課題:
宮代町の子どもの成長にまつわる行事の文章から、「初めての7月1日(富士山山開」から「ちょっと転ばせたりしました。」までを、一字も変えずにすべて書き写してください。

提示文:
──────
初めての7月1日(富士山山開きの日)には初山といって近隣の浅間神社にお参りします。宮代町内では山崎の赤松浅間社、辰新田の浅間神社、和戸の浅間神社でこの行事が行われています。お参りを済ませるとうちわ二本とお札とたんきり飴などを買って帰り、親戚や近所の人など、産見舞をくれた人に配りました。
初誕生
初めての誕生日に一升餅をついてお祝いしました。この日までに歩いた子はこの餅を背負わせ、上手に歩いた時はちょっと転ばせたりしました。
帯解き(七五三)
帯のついた子供の服から本断ちの着物になるということで七歳のときにお祝いをしました。現在の七五三と同様に鎮守様へお参りし、親戚を招いてお祝いしました。
お七夜の雪隠参りの供え物
妊娠中、便所掃除をよくするときれいな子が生まれる.便所の神様は美人だからだ。」という伝承があります。便所の神様はお産の神様でもあり、その御礼として、また今後の無事な成長を祈って便所に参ります。子供をつれていくのはお産婆さんや姑などです。産婦はトコアゲ前で外には出られないので同行しません。便所ではオサゴやへその緒を半紙で包んでマメッカラ2本の箸を付けて窓のさんにさします。
宮参りの産着
姑が子供を抱いて、その上に掛けるのでカケギモン(掛着物)ともいわれます。背中に縫い取りがあり、背守りといわれます。背縫いのない一つ身の着物には魔物がくるので、子供を守るために縫い付けられたものです。展示の男児の産着は夏の絽の着物で、女児の産着は銘仙です。いずれも昭和10~20年代のものです。
──────
資料一覧:
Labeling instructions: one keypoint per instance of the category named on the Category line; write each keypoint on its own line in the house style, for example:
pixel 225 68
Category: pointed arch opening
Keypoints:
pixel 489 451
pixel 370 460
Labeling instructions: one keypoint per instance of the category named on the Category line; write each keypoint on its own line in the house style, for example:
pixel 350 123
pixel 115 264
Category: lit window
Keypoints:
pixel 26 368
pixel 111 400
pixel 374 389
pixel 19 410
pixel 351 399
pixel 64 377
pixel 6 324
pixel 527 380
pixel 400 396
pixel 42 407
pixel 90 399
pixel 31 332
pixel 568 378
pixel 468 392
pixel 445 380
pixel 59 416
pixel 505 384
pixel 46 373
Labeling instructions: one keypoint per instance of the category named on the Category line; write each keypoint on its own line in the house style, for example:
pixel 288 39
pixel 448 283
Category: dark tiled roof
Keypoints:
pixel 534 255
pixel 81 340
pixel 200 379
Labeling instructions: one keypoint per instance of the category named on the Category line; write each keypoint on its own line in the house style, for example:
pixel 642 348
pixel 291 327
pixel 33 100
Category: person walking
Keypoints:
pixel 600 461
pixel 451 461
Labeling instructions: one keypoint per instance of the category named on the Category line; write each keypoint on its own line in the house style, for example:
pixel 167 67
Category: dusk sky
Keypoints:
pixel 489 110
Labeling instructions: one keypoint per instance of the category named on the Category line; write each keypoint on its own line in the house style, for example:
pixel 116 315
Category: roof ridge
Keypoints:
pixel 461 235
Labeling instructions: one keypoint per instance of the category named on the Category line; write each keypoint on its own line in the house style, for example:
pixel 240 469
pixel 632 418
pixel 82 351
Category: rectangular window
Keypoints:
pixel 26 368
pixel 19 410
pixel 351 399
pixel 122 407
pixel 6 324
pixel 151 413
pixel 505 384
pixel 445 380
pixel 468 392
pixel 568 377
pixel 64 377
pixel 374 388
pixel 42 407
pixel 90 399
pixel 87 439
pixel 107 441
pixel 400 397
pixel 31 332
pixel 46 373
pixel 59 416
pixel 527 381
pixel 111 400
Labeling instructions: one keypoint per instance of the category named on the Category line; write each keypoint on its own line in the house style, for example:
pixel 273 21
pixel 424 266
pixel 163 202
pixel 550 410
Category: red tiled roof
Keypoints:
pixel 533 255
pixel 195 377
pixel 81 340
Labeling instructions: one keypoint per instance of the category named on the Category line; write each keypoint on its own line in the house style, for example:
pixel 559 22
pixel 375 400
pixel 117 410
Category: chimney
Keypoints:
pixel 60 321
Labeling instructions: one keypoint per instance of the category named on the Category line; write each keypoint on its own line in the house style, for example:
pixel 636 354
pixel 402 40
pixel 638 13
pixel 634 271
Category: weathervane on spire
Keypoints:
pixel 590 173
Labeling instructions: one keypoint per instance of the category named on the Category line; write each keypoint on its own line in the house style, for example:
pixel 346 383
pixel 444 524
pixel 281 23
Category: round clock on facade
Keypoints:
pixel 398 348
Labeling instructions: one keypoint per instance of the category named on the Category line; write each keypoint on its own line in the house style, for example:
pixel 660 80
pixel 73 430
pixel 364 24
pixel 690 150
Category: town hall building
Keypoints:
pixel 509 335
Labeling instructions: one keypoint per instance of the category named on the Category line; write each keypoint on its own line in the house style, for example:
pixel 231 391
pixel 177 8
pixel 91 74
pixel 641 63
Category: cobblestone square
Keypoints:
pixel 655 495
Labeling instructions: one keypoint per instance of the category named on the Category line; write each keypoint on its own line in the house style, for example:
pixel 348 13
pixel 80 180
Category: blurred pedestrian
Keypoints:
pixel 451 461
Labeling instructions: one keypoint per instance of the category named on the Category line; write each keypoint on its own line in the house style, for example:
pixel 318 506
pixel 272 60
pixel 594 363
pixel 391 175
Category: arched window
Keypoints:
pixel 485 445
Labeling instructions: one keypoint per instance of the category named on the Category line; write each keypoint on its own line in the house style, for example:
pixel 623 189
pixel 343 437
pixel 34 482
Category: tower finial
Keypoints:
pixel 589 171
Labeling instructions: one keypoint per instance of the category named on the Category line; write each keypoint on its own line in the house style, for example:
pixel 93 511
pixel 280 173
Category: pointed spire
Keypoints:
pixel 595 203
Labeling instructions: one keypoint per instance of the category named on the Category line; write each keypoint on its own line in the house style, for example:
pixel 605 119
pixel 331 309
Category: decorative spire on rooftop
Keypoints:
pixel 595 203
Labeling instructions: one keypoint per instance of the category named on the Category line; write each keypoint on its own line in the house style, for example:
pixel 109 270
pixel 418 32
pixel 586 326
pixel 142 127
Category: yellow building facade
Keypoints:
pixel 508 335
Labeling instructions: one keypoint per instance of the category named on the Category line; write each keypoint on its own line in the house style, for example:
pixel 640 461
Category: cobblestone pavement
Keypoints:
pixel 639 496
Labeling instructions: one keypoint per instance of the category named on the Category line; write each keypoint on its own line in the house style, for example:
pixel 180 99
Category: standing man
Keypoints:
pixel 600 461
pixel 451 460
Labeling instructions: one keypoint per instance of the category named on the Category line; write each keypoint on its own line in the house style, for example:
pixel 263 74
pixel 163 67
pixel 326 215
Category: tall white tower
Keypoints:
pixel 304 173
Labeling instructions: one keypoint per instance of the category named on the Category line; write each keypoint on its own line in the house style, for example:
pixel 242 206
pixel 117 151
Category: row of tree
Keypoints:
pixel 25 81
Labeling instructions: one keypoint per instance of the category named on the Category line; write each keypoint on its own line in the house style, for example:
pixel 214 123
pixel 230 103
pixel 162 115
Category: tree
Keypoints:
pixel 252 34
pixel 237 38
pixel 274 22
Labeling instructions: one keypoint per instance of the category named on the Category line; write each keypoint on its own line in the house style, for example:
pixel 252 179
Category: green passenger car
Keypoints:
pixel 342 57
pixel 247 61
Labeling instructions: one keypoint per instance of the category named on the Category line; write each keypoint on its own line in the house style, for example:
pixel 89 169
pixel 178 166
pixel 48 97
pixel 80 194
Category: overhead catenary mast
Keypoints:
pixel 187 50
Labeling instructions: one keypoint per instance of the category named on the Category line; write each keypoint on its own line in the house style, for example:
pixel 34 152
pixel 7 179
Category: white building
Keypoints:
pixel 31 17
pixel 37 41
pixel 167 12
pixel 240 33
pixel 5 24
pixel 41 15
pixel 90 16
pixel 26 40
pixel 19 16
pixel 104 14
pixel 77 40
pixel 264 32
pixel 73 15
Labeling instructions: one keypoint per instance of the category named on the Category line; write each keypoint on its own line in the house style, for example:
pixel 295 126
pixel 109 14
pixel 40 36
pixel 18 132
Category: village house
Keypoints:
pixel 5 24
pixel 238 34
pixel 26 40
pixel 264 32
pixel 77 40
──────
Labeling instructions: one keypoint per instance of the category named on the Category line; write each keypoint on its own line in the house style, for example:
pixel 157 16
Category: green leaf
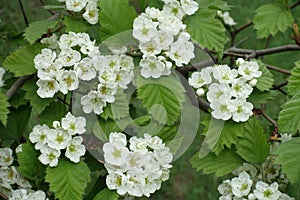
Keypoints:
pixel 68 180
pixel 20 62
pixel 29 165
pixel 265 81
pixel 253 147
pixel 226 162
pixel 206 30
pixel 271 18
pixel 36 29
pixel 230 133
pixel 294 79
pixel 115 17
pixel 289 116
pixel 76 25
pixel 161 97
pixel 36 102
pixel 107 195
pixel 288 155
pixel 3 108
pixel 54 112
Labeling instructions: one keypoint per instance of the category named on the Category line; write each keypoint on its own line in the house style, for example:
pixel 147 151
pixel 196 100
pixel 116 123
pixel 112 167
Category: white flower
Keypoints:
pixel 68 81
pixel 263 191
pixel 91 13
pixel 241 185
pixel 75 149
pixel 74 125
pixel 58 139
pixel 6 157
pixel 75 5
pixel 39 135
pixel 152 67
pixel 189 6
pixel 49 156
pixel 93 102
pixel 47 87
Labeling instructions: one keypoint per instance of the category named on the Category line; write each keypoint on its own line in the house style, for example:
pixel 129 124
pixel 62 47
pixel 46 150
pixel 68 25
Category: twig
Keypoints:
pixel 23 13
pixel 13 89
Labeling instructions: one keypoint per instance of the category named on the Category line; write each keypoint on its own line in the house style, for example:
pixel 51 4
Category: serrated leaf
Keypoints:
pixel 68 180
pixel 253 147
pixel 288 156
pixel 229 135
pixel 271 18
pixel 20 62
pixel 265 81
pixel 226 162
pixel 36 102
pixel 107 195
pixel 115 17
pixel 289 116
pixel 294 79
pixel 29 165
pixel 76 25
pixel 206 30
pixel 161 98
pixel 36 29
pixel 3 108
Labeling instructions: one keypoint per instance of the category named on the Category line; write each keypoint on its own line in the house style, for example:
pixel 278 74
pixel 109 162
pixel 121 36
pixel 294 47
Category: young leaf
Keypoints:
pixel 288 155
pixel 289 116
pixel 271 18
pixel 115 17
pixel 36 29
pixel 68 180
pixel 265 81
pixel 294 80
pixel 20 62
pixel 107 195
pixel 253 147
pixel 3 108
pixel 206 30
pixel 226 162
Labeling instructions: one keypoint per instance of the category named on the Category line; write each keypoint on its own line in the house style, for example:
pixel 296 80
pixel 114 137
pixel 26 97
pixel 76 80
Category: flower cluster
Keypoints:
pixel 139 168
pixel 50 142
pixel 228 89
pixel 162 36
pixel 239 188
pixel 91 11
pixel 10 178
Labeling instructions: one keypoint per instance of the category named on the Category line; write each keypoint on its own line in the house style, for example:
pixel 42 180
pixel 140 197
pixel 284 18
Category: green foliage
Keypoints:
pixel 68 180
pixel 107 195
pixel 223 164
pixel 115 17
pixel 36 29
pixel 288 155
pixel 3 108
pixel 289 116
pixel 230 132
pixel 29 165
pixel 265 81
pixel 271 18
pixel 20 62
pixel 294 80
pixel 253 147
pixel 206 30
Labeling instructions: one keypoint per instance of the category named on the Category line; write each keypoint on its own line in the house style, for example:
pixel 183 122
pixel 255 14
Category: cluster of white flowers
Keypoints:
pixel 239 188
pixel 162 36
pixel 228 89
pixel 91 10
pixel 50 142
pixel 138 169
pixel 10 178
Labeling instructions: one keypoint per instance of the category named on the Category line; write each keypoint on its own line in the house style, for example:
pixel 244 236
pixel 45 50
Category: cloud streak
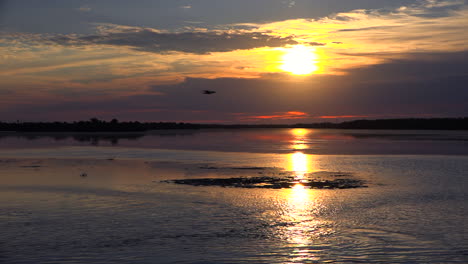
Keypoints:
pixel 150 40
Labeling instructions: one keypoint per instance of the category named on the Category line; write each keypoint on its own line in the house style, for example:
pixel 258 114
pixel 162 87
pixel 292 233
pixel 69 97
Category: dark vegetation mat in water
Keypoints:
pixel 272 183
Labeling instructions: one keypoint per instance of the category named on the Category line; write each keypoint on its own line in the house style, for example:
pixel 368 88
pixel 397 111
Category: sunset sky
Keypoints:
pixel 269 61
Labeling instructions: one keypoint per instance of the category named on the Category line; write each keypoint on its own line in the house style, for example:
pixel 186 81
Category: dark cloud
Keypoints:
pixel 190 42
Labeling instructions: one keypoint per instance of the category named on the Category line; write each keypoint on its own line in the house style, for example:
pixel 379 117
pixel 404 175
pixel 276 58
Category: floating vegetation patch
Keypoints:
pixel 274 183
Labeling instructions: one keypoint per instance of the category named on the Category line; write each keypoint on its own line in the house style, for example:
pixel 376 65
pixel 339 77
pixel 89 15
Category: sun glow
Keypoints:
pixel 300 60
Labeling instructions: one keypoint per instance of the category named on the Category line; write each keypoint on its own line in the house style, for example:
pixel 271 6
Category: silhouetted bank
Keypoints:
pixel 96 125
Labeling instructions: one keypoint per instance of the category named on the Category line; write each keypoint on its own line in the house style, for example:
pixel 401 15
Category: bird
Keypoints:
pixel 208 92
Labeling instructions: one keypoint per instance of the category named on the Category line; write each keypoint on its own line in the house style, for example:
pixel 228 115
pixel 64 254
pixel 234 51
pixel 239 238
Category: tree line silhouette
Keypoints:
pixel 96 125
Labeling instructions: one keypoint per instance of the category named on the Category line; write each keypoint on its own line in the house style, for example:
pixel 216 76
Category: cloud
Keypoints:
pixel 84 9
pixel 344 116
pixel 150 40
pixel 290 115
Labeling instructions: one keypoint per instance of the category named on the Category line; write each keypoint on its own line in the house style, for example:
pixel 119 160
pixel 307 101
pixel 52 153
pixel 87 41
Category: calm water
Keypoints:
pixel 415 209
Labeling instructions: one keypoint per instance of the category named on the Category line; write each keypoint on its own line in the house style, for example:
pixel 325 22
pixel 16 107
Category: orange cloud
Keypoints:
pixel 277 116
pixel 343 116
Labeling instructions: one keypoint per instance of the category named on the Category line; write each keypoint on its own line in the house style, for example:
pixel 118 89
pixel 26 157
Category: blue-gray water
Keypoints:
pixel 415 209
──────
解答:
初めての7月1日(富士山山開きの日)には初山といって近隣の浅間神社にお参りします。宮代町内では山崎の赤松浅間社、辰新田の浅間神社、和戸の浅間神社でこの行事が行われています。お参りを済ませるとうちわ二本とお札とたんきり飴などを買って帰り、親戚や近所の人など、産見舞をくれた人に配りました。
初誕生
初めての誕生日に一升餅をついてお祝いしました。この日までに歩いた子はこの餅を背負わせ、上手に歩いた時はちょっと転ばせたりしました。